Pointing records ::

━━━━━━━━━━

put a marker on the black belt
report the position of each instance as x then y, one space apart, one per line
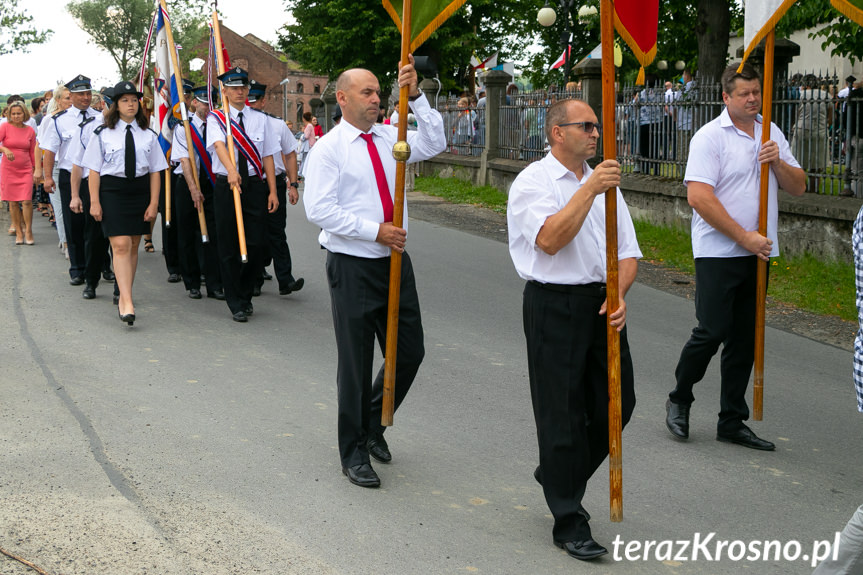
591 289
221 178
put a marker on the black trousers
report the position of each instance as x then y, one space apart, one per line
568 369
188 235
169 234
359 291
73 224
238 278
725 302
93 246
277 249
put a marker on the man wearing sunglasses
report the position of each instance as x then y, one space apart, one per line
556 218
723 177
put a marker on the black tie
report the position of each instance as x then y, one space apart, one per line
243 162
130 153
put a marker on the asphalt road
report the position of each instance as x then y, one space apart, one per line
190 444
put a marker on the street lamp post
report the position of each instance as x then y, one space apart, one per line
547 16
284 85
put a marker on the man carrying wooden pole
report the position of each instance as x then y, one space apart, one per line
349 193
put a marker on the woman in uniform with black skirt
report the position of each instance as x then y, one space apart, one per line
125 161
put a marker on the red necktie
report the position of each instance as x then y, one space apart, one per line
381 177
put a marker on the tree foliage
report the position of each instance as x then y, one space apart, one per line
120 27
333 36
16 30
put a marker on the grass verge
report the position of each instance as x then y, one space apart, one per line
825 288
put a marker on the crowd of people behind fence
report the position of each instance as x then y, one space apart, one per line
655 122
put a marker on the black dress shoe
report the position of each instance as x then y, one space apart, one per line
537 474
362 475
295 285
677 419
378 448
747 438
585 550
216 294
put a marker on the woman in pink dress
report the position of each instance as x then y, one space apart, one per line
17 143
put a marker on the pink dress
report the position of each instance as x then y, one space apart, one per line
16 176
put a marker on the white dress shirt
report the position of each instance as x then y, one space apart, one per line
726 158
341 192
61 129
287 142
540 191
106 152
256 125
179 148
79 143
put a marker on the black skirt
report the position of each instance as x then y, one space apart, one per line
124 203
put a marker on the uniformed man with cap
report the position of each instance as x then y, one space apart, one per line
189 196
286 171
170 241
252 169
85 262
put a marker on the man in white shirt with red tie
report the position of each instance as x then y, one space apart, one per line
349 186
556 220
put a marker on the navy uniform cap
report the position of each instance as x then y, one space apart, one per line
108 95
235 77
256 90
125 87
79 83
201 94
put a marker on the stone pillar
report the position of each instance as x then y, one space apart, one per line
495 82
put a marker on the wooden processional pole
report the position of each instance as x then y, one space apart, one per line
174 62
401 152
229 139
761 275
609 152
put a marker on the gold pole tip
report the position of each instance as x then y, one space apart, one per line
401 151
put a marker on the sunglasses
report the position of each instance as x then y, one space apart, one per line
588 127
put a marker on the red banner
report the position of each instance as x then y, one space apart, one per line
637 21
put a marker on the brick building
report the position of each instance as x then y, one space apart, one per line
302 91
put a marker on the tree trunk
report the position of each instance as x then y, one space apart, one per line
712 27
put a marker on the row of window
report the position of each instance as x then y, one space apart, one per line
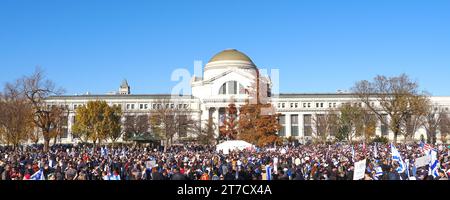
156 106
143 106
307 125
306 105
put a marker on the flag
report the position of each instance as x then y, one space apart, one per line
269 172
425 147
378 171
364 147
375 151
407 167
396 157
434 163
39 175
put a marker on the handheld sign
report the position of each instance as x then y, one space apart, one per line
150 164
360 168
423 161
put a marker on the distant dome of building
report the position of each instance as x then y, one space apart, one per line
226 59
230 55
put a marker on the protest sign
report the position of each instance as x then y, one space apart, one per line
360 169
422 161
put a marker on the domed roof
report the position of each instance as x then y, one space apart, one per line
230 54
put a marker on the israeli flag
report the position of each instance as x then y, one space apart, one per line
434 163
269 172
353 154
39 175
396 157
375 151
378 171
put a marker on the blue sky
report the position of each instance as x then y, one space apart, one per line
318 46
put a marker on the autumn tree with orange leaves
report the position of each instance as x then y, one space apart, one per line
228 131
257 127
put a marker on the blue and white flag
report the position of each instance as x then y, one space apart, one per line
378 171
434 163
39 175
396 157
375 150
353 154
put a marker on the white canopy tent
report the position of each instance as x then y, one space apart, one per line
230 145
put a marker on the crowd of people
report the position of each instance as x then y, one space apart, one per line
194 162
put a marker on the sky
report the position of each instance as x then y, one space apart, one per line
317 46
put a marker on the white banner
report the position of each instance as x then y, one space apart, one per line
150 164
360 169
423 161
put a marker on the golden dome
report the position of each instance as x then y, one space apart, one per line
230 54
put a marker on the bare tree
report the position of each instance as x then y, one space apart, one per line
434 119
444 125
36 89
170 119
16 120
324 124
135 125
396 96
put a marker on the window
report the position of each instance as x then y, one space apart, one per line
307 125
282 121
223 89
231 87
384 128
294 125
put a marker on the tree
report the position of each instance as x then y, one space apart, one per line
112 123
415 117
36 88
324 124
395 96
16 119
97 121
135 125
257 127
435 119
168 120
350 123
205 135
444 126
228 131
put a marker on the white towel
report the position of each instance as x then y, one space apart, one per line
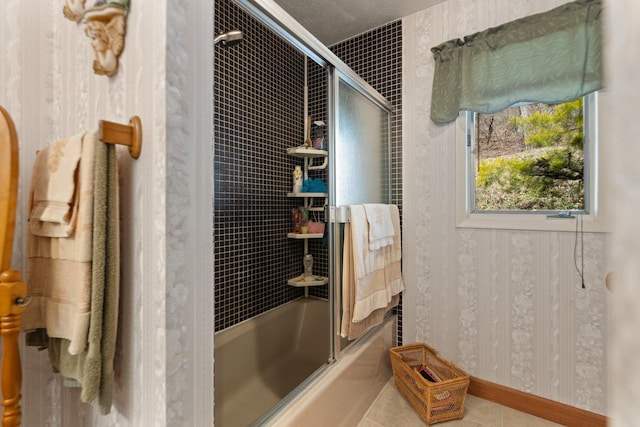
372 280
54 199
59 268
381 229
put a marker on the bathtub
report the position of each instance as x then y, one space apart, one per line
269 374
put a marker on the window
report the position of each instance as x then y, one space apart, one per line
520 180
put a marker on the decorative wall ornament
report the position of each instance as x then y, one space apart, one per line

━━━━━━━━━━

SET EXERCISE :: Would you set down the listing exactly, omitting pictures?

SOLUTION ::
put a marker on the black belt
report the position of each instance as x then y, one space apart, one per line
591 289
221 178
put a marker on the black trousers
report the position of each instance as x then y, one space apart, one per line
568 369
188 235
169 234
359 291
73 224
238 278
725 302
93 246
277 249
put a marker on the man wearing sunglasses
report the position of each instance as x then y, one space apart, one per line
556 218
723 177
put a marker on the black tie
report the position of each instance as x then y, one space apart, one per line
243 162
130 153
put a marker on the asphalt road
report the position of each instance as x then y, one space apart, one per line
190 444
put a marker on the street lamp post
report the position of each instance as x then y, one space apart, one per line
547 16
284 85
put a marker on the man carrying wooden pole
report the position of each instance as x then y, one space apart, one per line
349 193
put a marker on the woman in uniform with black skirt
report the position of each instance as x then y, one space apart, one per line
125 161
put a marker on the red necktie
report the position of each instance as x then y, one space apart, one per line
381 177
put a marker on the tree foliage
report the position of each instance as x then y, one space apart, one per line
120 27
333 36
16 30
put a marker on the grass verge
report the position of each instance as x then y, one space apart, one per line
825 288
put a marker on the crowd of people behind fence
report the position of each instance as x then y, one space apart, one per line
655 122
put a marker on the black dress shoe
report the position of each instance as x then y, one space apart, one per line
537 474
362 475
295 285
677 419
378 448
747 438
585 550
216 294
put a marker on the woman in pink dress
report the position of each instance as x then y, one space apart, one per line
17 143
put a marker on the pink dress
report the position of each instance as x then y, one space apart, one per line
16 176
put a marker on the white dress shirt
report the position of each instance as x then y, one space apart, one per line
726 158
341 192
61 129
287 142
540 191
106 152
256 125
179 148
79 143
put a marker on the black skirt
report the position of each instance as x then y, one space apart, one per line
124 203
put a marker on the uniformed man with cap
report the position of each instance as x then y, one space apart, one per line
189 196
286 171
170 241
252 169
85 262
put a marker on the man in white shirt with red tie
report the position of each instance as x then y, one space apart, one per line
349 186
556 220
put a marker on the navy uniform cap
report the position of each instance as x then y, one space apart, one per line
108 95
235 77
256 90
125 87
79 83
201 94
put a marker on the stone pillar
report the position of each instance as x then y, one space apart, one per line
495 82
put a marker on the wooden processional pole
report the position of each instance as x then y, one space apart, one per line
174 62
401 152
229 139
761 275
609 152
put a marker on the gold pole tip
report the position of each instance as x then y, one space apart, one per line
401 151
put a marker on the sunglasses
report the position of each instance as x then y, one space apart, one per line
588 127
put a marker on the red banner
report the position of each instance as x then y, one space apart, one per line
637 21
put a marker on the brick building
report the position of each instance as x then y, one space apart, one per line
302 91
put a marker on the tree trunk
report the position of each instance as x then y, one space apart, one per line
712 27
put a marker on the row of window
report the position of each instance as x then y, one space apart, one per line
156 106
143 106
307 125
306 105
put a marker on the flag
report the position of each instance as x then y, one space apart, one per line
269 172
425 147
378 171
364 147
375 151
407 167
396 157
434 163
39 175
put a marker on the handheld sign
report the position of each instance as x then y, one space apart, one per line
150 164
360 168
423 161
put a marker on the distant dome of building
report the position of each instance as x then y, one space apart, one per line
226 59
230 55
put a marker on the protest sign
report the position of each instance as x then y, one space apart, one per line
360 169
422 161
put a marker on the domed roof
report the position of each instance as x then y, one space apart, one per line
230 54
put a marker on the israeli flag
report the position of each instance as x then y, one space apart, one per line
434 163
269 172
353 154
39 175
396 157
375 151
378 171
put a marker on the blue sky
report the position of each instance as x then y, one space apart, one per line
318 46
put a marker on the autumn tree with orange leaves
report the position of each instance as x then y, one space apart, one per line
228 131
257 127
put a marker on the blue and white flag
report the position of each instance as x then y, one space apart, one per line
378 171
434 163
39 175
396 157
375 150
353 154
put a marker on the white canopy tent
report the position of each instance as x then y, one space apart, one per line
230 145
put a marker on the crowd of people
report the position of each instance as x then y, one space apart, one per line
194 162
put a marker on the sky
report the position of each instance as x then y, one space apart, one per line
317 46
put a marker on the white banner
report the position of each instance as x then y, one space apart, one per line
150 164
360 169
423 161
put a marker on the golden dome
report the position of each instance as x then y, one space apart, one per line
230 54
put a marker on the bare tree
report the position of each instance as x then y, one space apart, one per line
434 119
444 125
36 89
170 119
16 120
324 124
135 125
396 96
put a marker on the window
report the position of each instance as x then y, one space apart, one per line
307 125
282 121
223 89
231 87
384 128
294 125
put a marker on the tree
report the position of each instance as x then y, one space apart, one per line
112 123
415 117
36 88
324 124
395 96
16 119
97 121
135 125
257 127
435 119
168 120
350 123
205 135
444 126
228 131
put a marker on the white towel
report the position of each instance as x then y, one space apart, one per line
372 280
54 199
59 268
381 229
put a marker on the bathtub
report the position of each instance as x then y, one space apart, one per line
269 374
put a marker on the window
report the position of each instance as x then y, one space apart, one per line
520 180
put a marker on the decorative wall ornament
report the position of each instance as x then y, one space apart, one per line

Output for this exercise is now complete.